---------- Material for the task
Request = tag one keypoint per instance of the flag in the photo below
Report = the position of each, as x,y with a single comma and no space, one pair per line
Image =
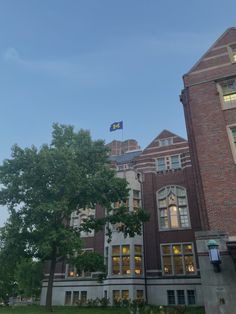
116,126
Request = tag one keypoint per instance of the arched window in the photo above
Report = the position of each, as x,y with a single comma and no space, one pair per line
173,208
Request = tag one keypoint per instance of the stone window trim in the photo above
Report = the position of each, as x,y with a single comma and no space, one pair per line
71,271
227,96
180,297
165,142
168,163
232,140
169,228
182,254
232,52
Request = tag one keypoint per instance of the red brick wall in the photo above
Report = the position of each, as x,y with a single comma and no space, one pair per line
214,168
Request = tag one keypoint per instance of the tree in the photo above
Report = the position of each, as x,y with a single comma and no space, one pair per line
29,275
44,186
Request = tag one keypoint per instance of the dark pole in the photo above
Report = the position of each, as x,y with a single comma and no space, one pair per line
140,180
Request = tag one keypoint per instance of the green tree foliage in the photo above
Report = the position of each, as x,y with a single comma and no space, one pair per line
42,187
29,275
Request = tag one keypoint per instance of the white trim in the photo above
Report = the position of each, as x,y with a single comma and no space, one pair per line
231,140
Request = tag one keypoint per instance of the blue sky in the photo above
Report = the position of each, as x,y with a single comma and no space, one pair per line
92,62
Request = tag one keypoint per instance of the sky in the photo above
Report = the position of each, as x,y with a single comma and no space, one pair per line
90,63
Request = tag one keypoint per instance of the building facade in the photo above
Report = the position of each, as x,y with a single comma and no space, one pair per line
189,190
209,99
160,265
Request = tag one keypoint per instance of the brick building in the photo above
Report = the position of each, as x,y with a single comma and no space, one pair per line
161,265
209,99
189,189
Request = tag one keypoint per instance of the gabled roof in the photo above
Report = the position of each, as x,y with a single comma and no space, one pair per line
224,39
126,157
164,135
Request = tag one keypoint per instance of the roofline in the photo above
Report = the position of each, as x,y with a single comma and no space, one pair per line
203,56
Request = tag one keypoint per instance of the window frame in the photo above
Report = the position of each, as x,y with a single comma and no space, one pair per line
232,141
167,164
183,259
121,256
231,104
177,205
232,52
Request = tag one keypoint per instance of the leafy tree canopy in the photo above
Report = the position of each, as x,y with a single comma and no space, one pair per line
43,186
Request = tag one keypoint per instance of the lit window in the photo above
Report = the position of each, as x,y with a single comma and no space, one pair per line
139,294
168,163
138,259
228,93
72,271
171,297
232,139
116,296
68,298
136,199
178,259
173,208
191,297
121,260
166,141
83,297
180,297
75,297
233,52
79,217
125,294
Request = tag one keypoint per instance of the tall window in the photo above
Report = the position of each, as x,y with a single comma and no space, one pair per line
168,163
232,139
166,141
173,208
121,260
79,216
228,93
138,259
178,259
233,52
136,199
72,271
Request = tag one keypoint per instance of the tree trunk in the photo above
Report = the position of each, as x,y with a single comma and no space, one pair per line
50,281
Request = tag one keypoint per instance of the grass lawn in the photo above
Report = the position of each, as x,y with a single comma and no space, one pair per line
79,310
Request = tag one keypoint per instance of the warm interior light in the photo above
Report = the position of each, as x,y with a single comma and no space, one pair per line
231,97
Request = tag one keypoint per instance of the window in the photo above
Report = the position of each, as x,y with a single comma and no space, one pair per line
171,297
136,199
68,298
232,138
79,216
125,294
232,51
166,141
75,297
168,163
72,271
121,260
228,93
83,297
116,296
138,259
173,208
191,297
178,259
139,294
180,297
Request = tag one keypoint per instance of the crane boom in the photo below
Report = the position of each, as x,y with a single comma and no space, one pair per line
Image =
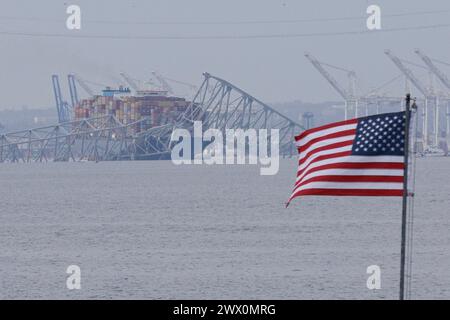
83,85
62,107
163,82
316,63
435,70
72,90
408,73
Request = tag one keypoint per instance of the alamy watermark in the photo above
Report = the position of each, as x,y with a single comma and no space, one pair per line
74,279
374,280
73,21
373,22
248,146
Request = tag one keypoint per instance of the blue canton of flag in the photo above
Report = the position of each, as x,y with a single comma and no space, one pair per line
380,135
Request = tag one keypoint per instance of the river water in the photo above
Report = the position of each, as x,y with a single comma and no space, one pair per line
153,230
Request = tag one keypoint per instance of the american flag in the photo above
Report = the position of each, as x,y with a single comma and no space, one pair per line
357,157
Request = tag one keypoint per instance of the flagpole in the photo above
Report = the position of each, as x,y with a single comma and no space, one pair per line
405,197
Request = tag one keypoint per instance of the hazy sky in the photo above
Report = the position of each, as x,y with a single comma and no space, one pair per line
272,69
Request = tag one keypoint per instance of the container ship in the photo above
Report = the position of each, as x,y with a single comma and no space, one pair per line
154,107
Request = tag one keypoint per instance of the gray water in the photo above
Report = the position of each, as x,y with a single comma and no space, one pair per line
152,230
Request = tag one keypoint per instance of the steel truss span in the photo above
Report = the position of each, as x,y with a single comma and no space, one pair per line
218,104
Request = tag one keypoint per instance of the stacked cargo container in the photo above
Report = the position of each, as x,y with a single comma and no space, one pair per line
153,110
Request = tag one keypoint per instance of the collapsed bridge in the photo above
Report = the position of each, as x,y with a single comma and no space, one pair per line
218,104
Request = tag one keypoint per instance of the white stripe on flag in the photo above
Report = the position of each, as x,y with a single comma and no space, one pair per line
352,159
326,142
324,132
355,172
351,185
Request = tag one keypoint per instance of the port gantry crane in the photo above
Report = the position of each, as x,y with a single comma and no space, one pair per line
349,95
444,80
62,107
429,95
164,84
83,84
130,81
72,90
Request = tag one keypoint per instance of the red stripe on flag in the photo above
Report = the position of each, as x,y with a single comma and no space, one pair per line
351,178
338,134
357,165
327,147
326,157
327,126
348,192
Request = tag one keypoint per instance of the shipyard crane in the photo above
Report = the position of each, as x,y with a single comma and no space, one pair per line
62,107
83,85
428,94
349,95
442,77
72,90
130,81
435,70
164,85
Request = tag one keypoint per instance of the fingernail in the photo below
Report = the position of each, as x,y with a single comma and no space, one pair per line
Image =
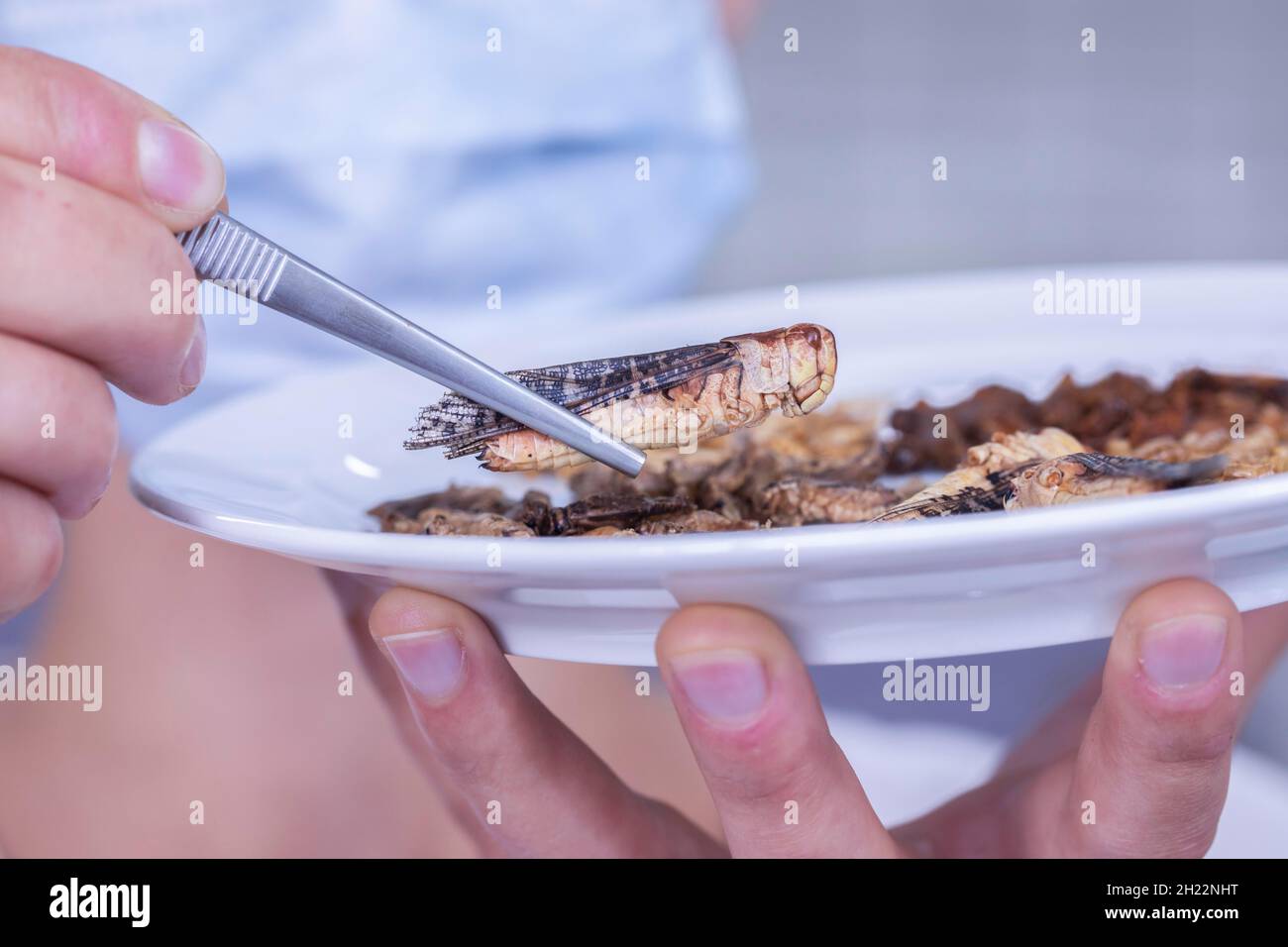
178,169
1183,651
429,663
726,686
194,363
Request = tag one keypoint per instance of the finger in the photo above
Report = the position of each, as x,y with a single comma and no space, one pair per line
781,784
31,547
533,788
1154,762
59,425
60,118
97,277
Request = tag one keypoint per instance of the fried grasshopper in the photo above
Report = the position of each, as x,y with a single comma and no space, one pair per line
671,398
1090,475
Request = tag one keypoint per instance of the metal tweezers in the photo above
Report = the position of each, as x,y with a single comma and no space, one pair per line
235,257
--------------------
» **What is expected**: For each line of the data that includes the word "crane", return a copy of it.

» **Solution for this exercise**:
Request = tag one keypoint per instance of the crane boom in the photo below
Request = tag one keypoint per instance of the port gantry crane in the photo above
Request = tag one keypoint per instance of the shipyard crane in the photo above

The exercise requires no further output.